Problem details = Go to the line holding "Target phrase: sky sports logo" in the entries below and write out exactly every line down to and including the line holding "Target phrase: white shorts".

*** Material to process ***

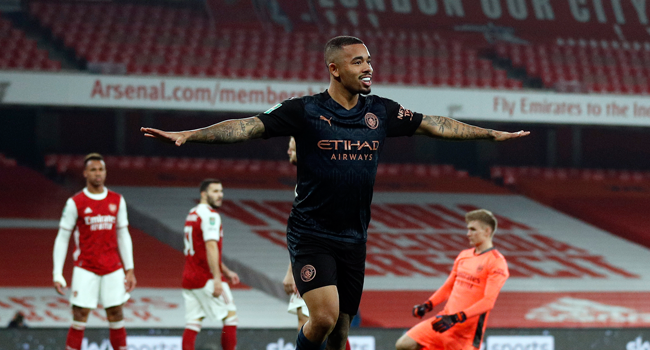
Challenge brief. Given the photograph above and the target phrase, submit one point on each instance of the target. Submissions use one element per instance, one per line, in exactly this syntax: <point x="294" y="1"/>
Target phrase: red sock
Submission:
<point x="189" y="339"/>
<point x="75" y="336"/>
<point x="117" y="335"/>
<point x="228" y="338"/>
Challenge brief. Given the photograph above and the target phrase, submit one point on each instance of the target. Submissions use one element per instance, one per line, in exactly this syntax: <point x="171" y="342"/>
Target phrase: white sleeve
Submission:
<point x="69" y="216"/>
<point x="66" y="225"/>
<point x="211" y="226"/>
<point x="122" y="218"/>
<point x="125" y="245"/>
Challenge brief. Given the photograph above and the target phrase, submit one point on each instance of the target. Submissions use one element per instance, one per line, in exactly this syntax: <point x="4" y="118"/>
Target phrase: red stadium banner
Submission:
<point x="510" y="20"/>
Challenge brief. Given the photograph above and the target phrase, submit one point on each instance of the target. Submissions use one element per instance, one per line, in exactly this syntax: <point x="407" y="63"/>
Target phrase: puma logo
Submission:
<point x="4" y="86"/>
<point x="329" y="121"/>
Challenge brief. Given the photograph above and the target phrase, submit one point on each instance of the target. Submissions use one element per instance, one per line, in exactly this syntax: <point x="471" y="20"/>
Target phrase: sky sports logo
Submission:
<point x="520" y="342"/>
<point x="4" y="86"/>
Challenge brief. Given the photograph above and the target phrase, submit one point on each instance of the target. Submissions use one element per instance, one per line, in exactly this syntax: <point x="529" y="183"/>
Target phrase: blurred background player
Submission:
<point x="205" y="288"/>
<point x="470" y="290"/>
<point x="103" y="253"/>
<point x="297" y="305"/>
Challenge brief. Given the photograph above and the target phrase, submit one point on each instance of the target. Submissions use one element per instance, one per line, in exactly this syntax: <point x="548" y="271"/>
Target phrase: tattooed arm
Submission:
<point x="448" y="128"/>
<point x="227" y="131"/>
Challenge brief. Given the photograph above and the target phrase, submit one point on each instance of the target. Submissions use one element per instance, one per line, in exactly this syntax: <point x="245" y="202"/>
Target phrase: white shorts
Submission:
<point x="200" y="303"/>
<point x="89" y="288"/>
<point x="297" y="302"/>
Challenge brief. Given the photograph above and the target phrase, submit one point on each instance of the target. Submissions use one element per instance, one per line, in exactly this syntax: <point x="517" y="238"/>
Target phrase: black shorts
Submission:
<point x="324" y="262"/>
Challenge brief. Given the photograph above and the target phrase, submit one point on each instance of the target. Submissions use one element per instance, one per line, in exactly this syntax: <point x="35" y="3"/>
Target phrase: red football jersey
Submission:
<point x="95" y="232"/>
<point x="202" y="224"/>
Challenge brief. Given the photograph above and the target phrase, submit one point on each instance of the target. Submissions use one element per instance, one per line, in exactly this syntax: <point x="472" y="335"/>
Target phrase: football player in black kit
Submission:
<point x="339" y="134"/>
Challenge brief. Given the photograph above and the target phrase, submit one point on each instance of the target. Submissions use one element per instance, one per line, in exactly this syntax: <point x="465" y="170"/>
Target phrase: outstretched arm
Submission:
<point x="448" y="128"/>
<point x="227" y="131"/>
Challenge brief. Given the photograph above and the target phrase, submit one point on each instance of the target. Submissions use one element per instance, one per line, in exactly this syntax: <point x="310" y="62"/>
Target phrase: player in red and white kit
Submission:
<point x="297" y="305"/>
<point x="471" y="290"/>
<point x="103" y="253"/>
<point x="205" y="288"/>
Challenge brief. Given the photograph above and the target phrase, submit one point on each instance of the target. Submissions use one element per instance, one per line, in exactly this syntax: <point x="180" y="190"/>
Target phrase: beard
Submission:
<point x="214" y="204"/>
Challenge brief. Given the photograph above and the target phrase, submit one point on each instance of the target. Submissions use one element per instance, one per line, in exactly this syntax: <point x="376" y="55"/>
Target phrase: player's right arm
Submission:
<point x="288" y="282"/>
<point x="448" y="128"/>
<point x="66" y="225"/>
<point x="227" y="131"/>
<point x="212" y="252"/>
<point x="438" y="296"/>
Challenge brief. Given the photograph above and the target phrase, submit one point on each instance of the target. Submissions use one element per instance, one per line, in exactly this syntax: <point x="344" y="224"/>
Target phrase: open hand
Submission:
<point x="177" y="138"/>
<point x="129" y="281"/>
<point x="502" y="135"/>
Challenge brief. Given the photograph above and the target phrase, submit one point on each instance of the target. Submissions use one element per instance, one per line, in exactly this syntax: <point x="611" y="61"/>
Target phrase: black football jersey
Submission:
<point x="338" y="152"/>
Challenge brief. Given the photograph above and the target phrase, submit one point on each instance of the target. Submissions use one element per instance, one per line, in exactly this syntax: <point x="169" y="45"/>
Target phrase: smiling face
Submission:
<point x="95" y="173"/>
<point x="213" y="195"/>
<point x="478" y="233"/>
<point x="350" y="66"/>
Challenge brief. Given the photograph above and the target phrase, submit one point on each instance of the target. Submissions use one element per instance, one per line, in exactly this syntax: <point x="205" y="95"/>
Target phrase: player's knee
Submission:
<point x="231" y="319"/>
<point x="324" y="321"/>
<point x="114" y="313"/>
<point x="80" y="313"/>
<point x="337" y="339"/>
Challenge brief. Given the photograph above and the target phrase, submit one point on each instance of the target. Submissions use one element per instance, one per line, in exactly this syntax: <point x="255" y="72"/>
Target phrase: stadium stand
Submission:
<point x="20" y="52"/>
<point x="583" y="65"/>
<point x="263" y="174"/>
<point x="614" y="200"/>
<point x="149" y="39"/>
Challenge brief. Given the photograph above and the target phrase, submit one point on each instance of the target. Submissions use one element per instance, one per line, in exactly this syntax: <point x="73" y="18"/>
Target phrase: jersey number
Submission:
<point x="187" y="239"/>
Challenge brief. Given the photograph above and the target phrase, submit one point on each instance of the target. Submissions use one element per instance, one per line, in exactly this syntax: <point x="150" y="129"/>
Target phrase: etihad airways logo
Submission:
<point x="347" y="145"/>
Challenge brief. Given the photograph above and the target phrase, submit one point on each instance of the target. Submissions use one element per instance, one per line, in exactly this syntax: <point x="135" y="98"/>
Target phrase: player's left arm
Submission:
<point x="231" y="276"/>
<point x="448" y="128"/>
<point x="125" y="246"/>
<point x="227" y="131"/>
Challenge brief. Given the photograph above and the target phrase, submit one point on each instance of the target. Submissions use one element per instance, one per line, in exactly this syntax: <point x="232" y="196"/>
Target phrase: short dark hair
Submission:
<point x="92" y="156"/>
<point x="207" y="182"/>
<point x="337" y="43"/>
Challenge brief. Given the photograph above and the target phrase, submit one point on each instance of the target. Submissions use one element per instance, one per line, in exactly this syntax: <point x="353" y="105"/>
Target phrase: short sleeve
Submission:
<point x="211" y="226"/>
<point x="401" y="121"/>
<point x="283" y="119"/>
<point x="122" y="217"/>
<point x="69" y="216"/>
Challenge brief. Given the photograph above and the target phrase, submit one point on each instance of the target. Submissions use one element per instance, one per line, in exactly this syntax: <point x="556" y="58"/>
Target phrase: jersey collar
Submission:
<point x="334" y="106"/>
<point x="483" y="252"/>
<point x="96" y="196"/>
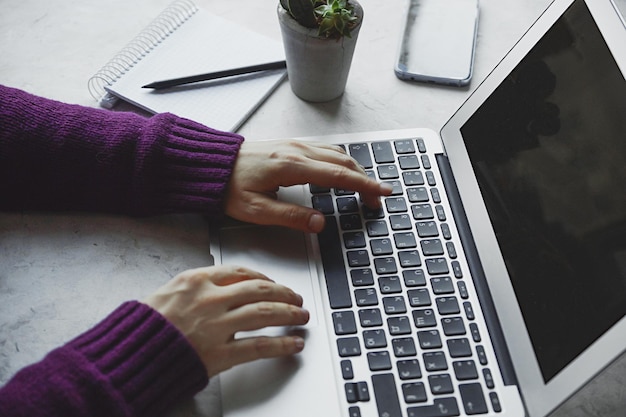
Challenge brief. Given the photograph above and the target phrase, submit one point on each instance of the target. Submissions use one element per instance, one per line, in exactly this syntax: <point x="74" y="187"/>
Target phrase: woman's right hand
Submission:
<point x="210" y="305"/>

*** End of Material to process ***
*** Material to process ***

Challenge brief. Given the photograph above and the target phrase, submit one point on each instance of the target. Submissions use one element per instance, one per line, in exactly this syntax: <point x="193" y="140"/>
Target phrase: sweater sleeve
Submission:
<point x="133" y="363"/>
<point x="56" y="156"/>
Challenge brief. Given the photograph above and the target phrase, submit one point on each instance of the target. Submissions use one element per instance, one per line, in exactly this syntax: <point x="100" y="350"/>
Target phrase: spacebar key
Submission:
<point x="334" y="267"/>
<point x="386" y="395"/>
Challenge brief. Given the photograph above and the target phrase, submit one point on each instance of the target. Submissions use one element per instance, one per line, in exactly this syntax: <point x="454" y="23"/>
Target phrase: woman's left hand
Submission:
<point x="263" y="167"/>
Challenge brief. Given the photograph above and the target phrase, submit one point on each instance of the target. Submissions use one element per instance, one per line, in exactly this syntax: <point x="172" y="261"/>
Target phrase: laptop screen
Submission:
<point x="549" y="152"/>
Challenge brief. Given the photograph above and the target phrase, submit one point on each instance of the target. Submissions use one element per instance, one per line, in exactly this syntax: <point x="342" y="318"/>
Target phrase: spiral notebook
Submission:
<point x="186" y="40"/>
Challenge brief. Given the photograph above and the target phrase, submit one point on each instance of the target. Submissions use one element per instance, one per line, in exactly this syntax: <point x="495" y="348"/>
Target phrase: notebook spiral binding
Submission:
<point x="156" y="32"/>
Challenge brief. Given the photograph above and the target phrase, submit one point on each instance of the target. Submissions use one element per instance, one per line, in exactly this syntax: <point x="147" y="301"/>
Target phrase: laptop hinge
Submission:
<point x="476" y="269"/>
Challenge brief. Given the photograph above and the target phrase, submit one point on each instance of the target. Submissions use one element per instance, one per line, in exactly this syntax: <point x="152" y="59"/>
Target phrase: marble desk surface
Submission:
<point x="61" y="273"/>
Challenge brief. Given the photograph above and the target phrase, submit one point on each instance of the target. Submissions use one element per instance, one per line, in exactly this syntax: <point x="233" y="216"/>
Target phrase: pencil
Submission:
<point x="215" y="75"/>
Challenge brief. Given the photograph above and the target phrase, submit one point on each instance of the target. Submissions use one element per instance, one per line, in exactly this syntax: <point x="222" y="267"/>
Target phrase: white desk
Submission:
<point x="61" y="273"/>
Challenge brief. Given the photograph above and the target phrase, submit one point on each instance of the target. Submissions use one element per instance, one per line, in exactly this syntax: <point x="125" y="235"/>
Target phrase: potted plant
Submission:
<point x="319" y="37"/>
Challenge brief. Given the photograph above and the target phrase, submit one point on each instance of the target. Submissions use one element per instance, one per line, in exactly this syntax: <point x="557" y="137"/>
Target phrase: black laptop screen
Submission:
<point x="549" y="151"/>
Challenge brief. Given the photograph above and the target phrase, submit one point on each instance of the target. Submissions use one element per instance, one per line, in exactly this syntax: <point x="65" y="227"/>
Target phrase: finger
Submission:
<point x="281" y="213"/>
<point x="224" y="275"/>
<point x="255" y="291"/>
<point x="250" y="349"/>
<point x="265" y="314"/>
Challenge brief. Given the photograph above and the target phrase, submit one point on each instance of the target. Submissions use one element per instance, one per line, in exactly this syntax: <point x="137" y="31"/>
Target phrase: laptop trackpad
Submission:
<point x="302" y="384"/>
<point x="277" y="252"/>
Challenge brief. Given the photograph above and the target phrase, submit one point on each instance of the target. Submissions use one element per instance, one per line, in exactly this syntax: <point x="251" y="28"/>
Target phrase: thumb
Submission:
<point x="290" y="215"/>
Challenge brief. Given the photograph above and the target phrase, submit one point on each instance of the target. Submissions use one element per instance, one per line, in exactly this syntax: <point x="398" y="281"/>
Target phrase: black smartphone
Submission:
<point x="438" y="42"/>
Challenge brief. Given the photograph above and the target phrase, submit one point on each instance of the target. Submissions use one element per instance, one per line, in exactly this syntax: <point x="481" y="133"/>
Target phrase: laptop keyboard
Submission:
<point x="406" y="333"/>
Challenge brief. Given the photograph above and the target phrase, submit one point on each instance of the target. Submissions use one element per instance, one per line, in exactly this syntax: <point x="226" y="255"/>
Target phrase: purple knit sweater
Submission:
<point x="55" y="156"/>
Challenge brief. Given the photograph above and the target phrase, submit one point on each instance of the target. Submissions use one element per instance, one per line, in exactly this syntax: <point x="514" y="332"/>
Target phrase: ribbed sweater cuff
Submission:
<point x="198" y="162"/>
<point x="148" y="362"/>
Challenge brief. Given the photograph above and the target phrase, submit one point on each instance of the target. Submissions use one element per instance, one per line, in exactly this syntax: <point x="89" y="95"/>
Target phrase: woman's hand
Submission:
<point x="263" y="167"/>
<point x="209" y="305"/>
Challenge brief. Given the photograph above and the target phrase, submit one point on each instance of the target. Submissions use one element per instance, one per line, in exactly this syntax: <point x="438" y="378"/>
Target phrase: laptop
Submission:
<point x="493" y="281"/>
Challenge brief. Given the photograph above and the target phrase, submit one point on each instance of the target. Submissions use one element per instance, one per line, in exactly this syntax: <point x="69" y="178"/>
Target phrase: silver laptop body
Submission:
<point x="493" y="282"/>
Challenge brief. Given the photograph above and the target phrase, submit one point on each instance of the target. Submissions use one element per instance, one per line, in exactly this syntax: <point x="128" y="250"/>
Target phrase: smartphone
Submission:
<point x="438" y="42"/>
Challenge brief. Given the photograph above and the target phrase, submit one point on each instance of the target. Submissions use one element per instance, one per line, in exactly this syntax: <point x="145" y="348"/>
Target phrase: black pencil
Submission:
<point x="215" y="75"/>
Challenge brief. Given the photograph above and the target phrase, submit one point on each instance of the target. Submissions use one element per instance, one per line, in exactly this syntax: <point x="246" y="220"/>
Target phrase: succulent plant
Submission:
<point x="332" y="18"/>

*** End of Material to process ***
*** Material to process ***

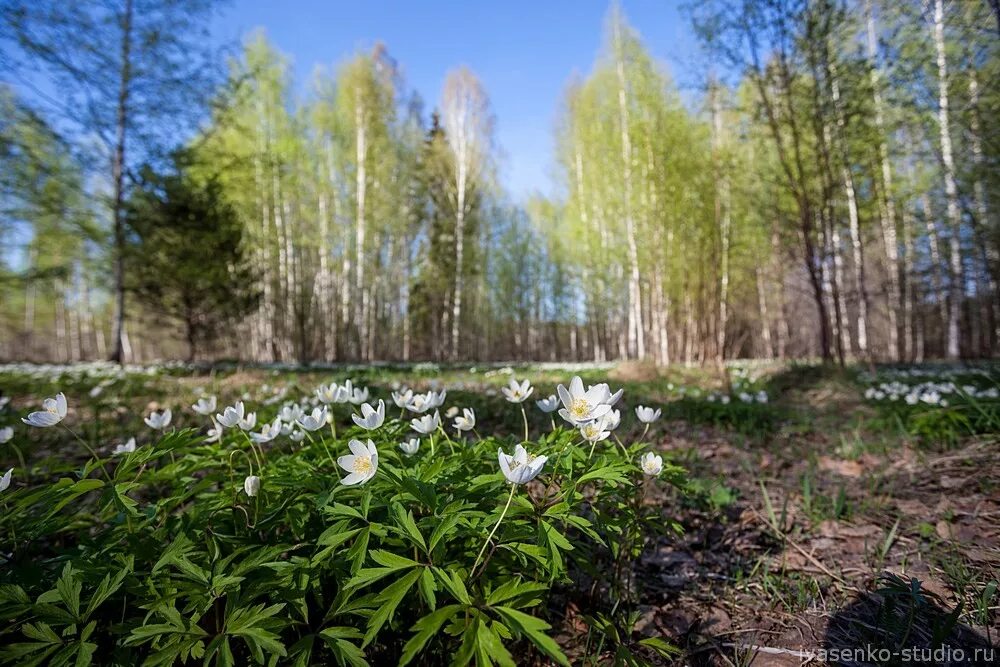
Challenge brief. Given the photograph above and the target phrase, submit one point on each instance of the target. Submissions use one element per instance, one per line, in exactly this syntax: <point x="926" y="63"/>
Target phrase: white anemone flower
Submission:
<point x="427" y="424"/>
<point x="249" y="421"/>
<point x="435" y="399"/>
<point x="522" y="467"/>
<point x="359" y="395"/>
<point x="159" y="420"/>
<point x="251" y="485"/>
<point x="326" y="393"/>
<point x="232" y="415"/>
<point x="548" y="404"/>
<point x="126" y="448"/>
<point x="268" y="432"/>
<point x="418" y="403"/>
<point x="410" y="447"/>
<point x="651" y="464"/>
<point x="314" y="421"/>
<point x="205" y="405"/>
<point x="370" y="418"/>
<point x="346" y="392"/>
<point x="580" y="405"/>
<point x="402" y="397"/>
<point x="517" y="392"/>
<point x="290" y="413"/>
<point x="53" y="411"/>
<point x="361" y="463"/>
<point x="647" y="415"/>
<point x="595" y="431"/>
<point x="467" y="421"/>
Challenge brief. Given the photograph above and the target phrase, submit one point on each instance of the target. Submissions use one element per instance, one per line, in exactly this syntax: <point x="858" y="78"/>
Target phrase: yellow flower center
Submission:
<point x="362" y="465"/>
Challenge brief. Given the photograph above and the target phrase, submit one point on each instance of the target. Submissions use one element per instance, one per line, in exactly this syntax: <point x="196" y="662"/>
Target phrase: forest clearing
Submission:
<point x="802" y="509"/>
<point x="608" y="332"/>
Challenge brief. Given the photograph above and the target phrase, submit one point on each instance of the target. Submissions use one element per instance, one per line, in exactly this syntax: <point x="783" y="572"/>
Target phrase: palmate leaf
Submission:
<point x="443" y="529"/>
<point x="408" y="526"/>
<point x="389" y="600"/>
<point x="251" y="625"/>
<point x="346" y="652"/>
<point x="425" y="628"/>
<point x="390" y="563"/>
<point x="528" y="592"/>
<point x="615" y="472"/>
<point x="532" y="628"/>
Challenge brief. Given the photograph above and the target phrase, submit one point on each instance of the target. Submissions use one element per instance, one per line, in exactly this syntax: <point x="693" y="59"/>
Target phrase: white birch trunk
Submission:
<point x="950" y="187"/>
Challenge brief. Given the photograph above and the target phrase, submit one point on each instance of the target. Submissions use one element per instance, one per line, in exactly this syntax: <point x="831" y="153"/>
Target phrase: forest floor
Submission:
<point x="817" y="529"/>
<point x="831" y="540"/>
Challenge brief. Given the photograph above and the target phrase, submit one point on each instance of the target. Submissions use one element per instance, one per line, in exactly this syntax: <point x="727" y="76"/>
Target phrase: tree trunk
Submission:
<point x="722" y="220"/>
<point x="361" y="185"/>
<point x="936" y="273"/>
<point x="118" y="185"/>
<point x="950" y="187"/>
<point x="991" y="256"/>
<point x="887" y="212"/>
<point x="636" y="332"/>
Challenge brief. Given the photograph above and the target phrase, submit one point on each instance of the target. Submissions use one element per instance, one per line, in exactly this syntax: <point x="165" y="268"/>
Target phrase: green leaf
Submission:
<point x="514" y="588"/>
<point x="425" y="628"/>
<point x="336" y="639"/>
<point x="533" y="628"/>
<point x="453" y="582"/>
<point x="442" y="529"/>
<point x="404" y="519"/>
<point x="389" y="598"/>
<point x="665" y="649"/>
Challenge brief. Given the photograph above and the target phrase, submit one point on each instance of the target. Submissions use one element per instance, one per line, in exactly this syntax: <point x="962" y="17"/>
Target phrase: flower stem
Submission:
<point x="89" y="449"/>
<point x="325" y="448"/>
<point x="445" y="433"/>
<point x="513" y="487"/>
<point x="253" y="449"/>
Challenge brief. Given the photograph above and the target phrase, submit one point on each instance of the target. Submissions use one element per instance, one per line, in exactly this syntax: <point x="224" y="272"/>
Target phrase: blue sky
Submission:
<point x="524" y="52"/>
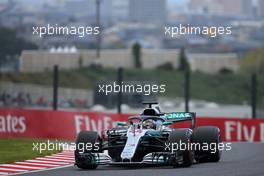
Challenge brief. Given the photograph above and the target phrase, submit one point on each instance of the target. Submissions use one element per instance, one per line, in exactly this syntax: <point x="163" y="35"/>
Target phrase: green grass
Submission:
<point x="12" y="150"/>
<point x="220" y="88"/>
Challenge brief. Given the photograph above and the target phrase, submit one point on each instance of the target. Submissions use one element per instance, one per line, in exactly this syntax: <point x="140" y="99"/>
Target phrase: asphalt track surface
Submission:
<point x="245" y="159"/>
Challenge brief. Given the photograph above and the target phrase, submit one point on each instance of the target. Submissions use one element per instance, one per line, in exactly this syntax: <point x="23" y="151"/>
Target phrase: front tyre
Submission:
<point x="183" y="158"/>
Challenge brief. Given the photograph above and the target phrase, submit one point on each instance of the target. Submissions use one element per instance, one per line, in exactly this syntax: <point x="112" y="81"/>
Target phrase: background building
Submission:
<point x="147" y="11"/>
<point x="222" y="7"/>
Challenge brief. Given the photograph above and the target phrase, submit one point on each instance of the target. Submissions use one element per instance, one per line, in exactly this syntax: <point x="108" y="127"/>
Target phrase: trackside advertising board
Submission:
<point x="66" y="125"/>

*** End of Material to process ***

Your response =
Target phrase: sky sports logo
Submission:
<point x="520" y="342"/>
<point x="4" y="86"/>
Challenge brief. Given the photograph above and the target phrase, submit one point on each instance of the target. Submissions use one element per instance, one per line, in exactly this syntax: <point x="529" y="183"/>
Target phrase: blurred background player
Submission:
<point x="205" y="288"/>
<point x="470" y="290"/>
<point x="103" y="253"/>
<point x="297" y="305"/>
Challenge brief. Given the photograph above and the target phrase, submit one point on each instance of the target. Submissions use one element per instance, one per line, in exactly this syntax: <point x="548" y="271"/>
Target phrase: tattooed arm
Submission:
<point x="448" y="128"/>
<point x="227" y="131"/>
Challenge brief. Given the photograph above and the target phrase, submit one point on each instance of the target. Submissions use one element per instance, one per line, in exactly this syntax: <point x="245" y="202"/>
Target phrase: white shorts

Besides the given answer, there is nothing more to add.